City could face equal protection suit after short-term rental vote

Reid Thompson before Council
MAKE A STAND: Reid Thompson comes before Asheville City Council to discuss his request to rezone two properties for short-term rental use. Photo by Daniel Walton

Reid Thompson has lost the most recent battle in his 13-plus-year fight with the city of Asheville. On Oct. 9, Council voted to deny his application to rezone two of his properties, 28 and 32 Maxwell St., for short-term vacation rental, a move Thompson said was necessary only because city staff hadn’t stopped a nearby Whole Foods (formerly Greenlife Grocery) from illegal truck loading and other activities that drove away long-term renters.

But the war, suggested Thompson’s representative and urban planner Joe Minicozzi, is far from over. “He’s got to file a civil suit to get his civil rights upheld,” he told Xpress immediately after Council’s decision. “It’s the 14th Amendment of the fucking Constitution: equal protection under the law. You can’t enforce the law on one side of the street and not enforce it on the other.”

In the public hearing on the issue, Minicozzi said the city had issued no notices of violation against the grocery despite regular complaints from Maxwell Street residents, which he has documented since 2005. Meanwhile, Thompson has been fined $1,500 for each day he operates his Airbnbs in violation of city ordinances, with an estimated accrued total of more than $1 million. Thompson has also been issued a violation for allowing a shrub to grow eight inches over the edge of a city sidewalk.

Several previous long-term tenants of Thompson’s properties testified at the hearing in his support. Meg Jamison, who first moved to Maxwell in mid-2007, said she left in spring 2008 because of disturbances from the grocery loading dock. “I was 25 — I liked to stay up all night, but not day in and day out,” she explained.   

City staff, however, maintained that Thompson’s request for rezoning should be considered in isolation from the problems with Whole Foods. “The city has taken direct, specific action in this year… to prohibit short-term vacation rental use in almost every zoning district,” said city urban planner Jessica Bernstein. She expressed concern that approving the request would set a dangerous precedent and erode that enforcement effort.

Council member Brian Haynes, the sole dissenting vote in the 4-1 decision — Mayor Esther Manheimer asked to be recused because The Van Winkle Law Firm, her employer, had previously represented Thompson in this case, while Vijay Kapoor had a scheduled absence — disagreed with the rezoning’s potential for setting a precedent. “I think this is a special case. I can’t think of any other person in the city who this would apply to,” he said.

Speaking for the majority, Council member Julie Mayfield agreed with staff’s logic on the issue. “Allowing these houses to be used as short-term rentals, in complete violation of every direction that this Council has gone in terms of that policy, doesn’t fix the problem,” she said. Instead, focusing on Whole Foods’ behavior would make Thompson’s properties usable for their currently zoned purpose.

Reid Thompson hiding face
FILE PHOTO: Reid Thompson covers his face with a manila folder after the Asheville City Council voted 4-1 to deny his rezoning request. Photo by Daniel Walton

Mayfield, who was elected to Council in 2015, responded by email to an Xpress request for comment on how she would succeed at bringing the grocery into compliance when previous Councils have not done so. She said she’d been advocating for a solution for “well over a year” and has met extensively with Minicozzi to discuss the details.

§ **Set tasks**
**a.** In the article on the short-term rental vote, why did Mayor Esther Manheimer ask to be recused from the decision? Answer in one to three sentences.
**b.** Translate this sentence from the article on the short-term rental vote into Spanish: "Several previous long-term tenants of Thompson’s properties testified at the hearing in his support."
**c.** According to the article on the short-term rental vote, how much is Thompson fined for each day he operates his Airbnbs in violation of city ordinances?

§ **Items**
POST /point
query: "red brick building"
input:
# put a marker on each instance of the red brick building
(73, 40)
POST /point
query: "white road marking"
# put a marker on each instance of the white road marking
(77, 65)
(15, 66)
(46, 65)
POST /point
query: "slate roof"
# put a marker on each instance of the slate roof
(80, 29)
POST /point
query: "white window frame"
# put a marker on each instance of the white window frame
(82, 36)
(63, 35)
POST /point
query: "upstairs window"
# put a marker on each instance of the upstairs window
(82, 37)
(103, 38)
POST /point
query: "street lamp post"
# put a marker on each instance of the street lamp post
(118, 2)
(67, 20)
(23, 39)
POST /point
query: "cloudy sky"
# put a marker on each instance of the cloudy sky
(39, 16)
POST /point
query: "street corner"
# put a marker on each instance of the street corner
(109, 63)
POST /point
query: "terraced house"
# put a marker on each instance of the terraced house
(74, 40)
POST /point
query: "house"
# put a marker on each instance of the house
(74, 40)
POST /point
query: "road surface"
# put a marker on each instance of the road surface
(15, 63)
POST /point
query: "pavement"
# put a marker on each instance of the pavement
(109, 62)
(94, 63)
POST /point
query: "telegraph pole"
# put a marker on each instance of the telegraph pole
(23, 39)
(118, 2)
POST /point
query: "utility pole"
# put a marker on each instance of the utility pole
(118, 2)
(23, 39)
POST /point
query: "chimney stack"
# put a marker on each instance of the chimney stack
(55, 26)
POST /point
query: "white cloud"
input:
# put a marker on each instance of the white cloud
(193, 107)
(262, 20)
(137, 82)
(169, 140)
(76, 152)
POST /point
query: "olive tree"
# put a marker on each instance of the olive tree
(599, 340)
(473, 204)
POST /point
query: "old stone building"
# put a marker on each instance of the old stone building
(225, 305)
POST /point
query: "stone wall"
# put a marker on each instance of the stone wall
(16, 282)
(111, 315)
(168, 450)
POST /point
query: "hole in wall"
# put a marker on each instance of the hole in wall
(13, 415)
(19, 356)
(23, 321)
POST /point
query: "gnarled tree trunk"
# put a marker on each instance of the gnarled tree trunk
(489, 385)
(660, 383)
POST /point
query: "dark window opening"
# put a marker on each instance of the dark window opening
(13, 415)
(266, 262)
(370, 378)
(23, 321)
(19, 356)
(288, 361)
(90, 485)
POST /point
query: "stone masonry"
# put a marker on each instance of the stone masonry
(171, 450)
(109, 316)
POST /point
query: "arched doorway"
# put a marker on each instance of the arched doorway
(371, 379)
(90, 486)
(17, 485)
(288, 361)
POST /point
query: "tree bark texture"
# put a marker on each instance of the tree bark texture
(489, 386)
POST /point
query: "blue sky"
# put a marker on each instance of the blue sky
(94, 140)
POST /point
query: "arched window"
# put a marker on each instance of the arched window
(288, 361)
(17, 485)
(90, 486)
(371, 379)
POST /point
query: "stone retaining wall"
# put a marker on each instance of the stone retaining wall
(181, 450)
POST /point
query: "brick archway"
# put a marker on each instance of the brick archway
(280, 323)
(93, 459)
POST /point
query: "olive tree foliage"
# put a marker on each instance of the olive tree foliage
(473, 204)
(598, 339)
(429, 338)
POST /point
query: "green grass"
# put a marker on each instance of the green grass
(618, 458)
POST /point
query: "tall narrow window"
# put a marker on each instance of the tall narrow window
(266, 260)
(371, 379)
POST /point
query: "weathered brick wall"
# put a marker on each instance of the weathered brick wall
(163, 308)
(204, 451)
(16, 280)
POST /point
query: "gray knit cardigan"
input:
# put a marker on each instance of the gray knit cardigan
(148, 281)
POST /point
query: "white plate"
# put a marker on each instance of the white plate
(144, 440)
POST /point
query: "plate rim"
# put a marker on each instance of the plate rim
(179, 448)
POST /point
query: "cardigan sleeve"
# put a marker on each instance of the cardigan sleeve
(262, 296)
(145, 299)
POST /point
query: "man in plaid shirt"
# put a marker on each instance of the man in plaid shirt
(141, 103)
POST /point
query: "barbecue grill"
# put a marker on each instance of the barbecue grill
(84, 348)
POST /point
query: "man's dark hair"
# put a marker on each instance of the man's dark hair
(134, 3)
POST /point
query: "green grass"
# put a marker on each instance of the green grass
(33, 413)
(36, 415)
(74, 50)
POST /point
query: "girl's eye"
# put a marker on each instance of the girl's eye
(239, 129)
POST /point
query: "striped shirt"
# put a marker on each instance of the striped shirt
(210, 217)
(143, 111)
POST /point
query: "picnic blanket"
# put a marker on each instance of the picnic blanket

§ **Solutions to each task**
**a.** Mayor Esther Manheimer asked to be recused because her employer, The Van Winkle Law Firm, had previously represented Reid Thompson in this case.

**b.** Varios antiguos inquilinos de largo plazo de las propiedades de Thompson testificaron en la audiencia a su favor.

**c.** He is fined $1,500 per day.